++++ Приведённый фрагмент ++++
А понятия опыта, симпатии, влечения и мироощущения, которые Чужак только декларирует, следует еще уточнять. Причины, по которым он их не разбирает, очевидно, связаны с запретом на психологизм в формалистских и структуралистских кругах ЛЕФа. Это же обстоятельство не позволило заумникам и футуристам узнать свои корни в дооктябрьской поэзии и литературе, несмотря даже на недвусмысленные филологические подсказки В. Шкловского. Как мы помним, с корабля современности футуристы попросили всех классиков без разбора. Но психологизму души и грубому биографизму текста здесь можно противопоставить антропологический анализ коллективной чувственности не менее авангардных произведений, возникших несколько ранее эпохи русского авангарда.
* * *
Итак, я собираюсь говорить о превратностях жизнеподобия, соответствия художественного образа некоей «истине», или «истинной идее», и «изображению жизни в формах самой жизни» (Мих. Лифшиц), т. е. определений, которыми характеризуется реализм, на примере изображения Толстым и Достоевским телесных наказаний в рассказе «После бала» и в «Записках из мертвого дома» соответственно.
++++ Исходные данные ++++
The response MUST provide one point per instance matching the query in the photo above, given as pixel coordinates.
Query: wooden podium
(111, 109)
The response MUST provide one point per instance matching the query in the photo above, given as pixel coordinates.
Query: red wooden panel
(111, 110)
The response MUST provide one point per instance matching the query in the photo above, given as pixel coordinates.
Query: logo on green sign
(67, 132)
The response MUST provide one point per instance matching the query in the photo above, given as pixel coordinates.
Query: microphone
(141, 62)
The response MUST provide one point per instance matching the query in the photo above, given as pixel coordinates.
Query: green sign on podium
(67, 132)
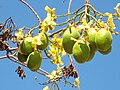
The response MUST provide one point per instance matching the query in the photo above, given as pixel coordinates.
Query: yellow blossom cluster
(48, 23)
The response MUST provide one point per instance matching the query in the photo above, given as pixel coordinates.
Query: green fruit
(45, 42)
(26, 46)
(67, 42)
(90, 37)
(22, 57)
(34, 61)
(106, 52)
(92, 53)
(81, 51)
(103, 39)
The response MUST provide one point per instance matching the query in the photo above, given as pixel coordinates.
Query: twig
(69, 10)
(24, 2)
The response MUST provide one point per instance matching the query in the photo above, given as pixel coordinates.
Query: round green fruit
(106, 52)
(91, 56)
(22, 57)
(44, 40)
(81, 51)
(90, 37)
(67, 42)
(103, 39)
(34, 61)
(26, 46)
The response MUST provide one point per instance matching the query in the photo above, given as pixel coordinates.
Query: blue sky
(102, 73)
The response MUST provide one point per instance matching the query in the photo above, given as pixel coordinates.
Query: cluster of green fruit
(28, 55)
(83, 47)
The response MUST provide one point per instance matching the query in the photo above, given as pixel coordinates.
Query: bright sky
(102, 73)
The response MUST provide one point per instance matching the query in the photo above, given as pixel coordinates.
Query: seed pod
(22, 57)
(81, 51)
(103, 39)
(67, 42)
(106, 52)
(34, 60)
(90, 37)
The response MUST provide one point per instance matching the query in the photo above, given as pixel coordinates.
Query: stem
(37, 16)
(69, 10)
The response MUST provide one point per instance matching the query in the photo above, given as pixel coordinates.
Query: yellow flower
(19, 34)
(51, 11)
(77, 82)
(46, 88)
(48, 23)
(36, 41)
(118, 10)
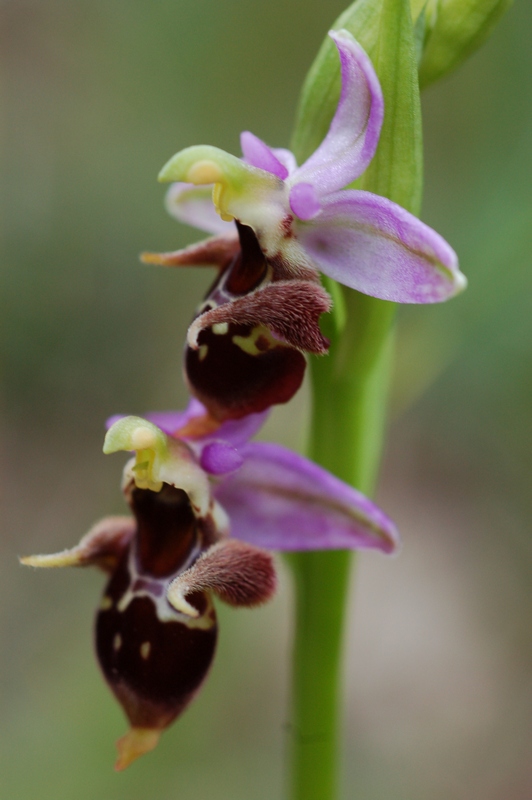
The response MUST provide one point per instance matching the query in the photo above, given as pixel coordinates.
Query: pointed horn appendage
(239, 573)
(289, 309)
(102, 546)
(218, 251)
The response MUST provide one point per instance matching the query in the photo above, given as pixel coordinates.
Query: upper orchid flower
(156, 626)
(291, 223)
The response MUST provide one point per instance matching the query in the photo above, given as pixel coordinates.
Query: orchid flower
(204, 510)
(245, 344)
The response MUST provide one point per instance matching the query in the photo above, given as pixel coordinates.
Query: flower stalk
(349, 393)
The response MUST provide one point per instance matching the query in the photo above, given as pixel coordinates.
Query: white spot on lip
(142, 438)
(145, 650)
(202, 351)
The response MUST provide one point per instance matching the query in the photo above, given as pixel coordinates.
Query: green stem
(350, 385)
(347, 431)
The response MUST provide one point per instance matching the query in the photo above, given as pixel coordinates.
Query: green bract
(451, 30)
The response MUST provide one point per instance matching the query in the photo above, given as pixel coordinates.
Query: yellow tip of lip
(142, 438)
(204, 172)
(135, 743)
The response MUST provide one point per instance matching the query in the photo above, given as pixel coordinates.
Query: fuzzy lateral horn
(289, 309)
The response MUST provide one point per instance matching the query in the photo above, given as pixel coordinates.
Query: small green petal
(149, 443)
(234, 181)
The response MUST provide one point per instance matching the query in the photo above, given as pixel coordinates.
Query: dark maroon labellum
(242, 369)
(154, 657)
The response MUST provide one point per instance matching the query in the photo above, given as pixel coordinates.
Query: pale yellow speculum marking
(145, 649)
(249, 343)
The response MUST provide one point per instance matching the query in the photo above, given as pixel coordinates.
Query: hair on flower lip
(360, 235)
(245, 345)
(205, 512)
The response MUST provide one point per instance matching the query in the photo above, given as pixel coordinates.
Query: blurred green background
(96, 97)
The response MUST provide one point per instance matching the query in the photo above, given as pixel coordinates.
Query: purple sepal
(235, 432)
(353, 136)
(281, 501)
(258, 154)
(304, 201)
(375, 246)
(219, 458)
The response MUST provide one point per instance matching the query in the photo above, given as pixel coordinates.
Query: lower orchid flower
(205, 512)
(244, 348)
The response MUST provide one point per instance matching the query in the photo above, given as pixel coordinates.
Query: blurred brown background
(96, 96)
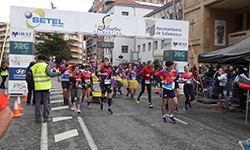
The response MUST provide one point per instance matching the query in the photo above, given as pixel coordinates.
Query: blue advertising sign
(17, 73)
(25, 48)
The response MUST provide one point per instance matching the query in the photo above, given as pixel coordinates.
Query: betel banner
(16, 60)
(25, 35)
(48, 20)
(17, 87)
(24, 48)
(17, 73)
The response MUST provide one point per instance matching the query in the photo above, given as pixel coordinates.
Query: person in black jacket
(30, 83)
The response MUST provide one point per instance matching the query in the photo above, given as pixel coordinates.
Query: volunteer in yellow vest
(4, 74)
(41, 75)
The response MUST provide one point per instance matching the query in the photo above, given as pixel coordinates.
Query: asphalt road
(132, 127)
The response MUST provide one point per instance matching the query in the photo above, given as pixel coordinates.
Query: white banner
(17, 61)
(17, 87)
(22, 35)
(46, 20)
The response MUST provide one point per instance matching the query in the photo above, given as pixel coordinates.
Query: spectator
(41, 75)
(223, 82)
(5, 115)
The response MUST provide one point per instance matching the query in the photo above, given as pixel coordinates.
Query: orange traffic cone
(6, 94)
(16, 110)
(25, 96)
(19, 103)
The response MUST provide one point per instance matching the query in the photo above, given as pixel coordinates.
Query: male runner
(167, 76)
(65, 80)
(105, 71)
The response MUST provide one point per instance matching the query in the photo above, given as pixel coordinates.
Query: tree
(53, 44)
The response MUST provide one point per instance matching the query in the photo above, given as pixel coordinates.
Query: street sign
(105, 44)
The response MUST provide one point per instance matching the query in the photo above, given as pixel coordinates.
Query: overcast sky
(72, 5)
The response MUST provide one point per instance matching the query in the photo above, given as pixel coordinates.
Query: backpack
(29, 76)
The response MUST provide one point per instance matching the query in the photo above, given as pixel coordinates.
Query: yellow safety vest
(41, 79)
(4, 73)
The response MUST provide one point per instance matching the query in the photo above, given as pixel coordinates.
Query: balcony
(108, 1)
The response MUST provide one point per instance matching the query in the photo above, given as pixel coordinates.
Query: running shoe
(110, 111)
(243, 145)
(101, 107)
(73, 106)
(150, 105)
(138, 100)
(172, 120)
(189, 104)
(163, 119)
(185, 108)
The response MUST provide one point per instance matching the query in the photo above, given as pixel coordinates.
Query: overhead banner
(25, 48)
(20, 60)
(46, 20)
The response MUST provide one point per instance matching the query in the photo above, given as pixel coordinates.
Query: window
(248, 20)
(124, 49)
(155, 45)
(125, 13)
(149, 46)
(139, 48)
(239, 22)
(162, 44)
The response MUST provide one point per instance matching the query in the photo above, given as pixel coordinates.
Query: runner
(176, 87)
(167, 76)
(147, 74)
(65, 80)
(187, 78)
(105, 71)
(133, 83)
(89, 81)
(77, 83)
(120, 78)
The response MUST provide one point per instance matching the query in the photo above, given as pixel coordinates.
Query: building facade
(216, 24)
(3, 28)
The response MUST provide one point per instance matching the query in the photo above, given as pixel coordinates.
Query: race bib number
(188, 81)
(87, 81)
(107, 81)
(147, 81)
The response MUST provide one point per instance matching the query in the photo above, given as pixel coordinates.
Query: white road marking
(178, 120)
(59, 108)
(56, 101)
(61, 118)
(44, 137)
(65, 135)
(87, 134)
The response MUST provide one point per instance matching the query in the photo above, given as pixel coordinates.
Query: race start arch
(25, 21)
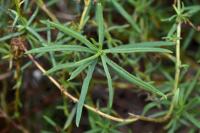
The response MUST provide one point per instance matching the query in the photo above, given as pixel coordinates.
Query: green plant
(77, 56)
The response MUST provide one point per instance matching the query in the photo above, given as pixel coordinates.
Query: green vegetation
(145, 47)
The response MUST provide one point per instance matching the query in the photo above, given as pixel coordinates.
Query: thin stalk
(84, 14)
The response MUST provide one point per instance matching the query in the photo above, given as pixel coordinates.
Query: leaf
(72, 33)
(100, 22)
(126, 75)
(57, 47)
(70, 118)
(77, 71)
(109, 80)
(147, 44)
(134, 50)
(149, 107)
(192, 119)
(50, 121)
(71, 65)
(126, 15)
(11, 35)
(84, 90)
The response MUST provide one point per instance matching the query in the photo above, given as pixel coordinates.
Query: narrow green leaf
(57, 47)
(149, 107)
(11, 35)
(147, 44)
(72, 33)
(49, 120)
(84, 91)
(129, 77)
(192, 119)
(70, 118)
(191, 85)
(77, 71)
(100, 22)
(109, 79)
(71, 65)
(126, 15)
(134, 50)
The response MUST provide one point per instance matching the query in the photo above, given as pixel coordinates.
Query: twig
(74, 99)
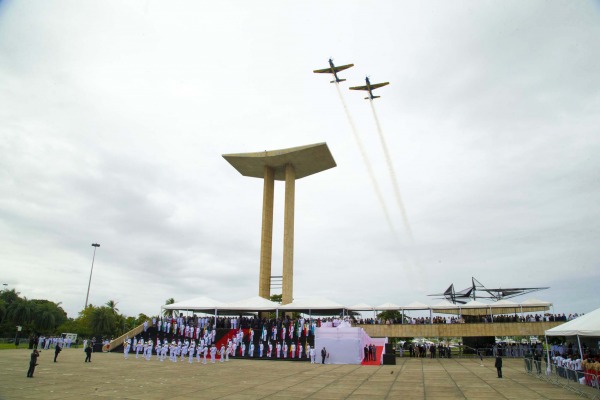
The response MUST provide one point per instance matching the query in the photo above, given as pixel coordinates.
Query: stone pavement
(110, 376)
++++
Продолжите текст о жизнеподобии и телесных наказаниях у Толстого и Достоевского, начиная сразу после его последнего предложения.

== Поле ответа ==
Первое, на что стоит обратить внимание, – это топология авторского взгляда, т. е. откуда смотрят наши писатели на место пытки или казни, ибо соответствующие позиции во многом предопределяют сами способы их письма и оценки рассматриваемого феномена. А они стоят как бы по разные стороны так называемой «зеленой улицы» – строя солдат в два ряда, сквозь который проводят наказуемых. Персонаж Достоевского, хотя и не подвергается сам прямому насилию, смотрит на его осуществление изнутри, из середины солдатских шеренг, а не с обочины, как персонаж Толстого. И соответствующая топология взгляда вовсе не условна. Как известно, Достоевский биографически побывал и в роли невольного палача, стоя в строю солдат, приводящих в исполнение приговор, и в роли жертвы, когда сам был на каторге. Возможно, именно это позволило ему занять невозможную позицию казнимого палача, избежав тем самым ловушек дискурса жертвы.
Толстой же смотрел на насилие со стороны, извне, не включаясь в ситуацию тактильно-телесно. И в этом смысле был носителем господского взгляда, как бы он сам к подобному господству ни относился. Поэтому лично травмирующее его (или даже его брата Сергея – ведь это чуть ли не «случай из жизни») зрелище насилия способно было вызвать в его персонаже лишь некие брезгливые чувства, а именно «тошноту» и «тоску» (так по тексту рассказа «После бала») и моральное осуждение палачей.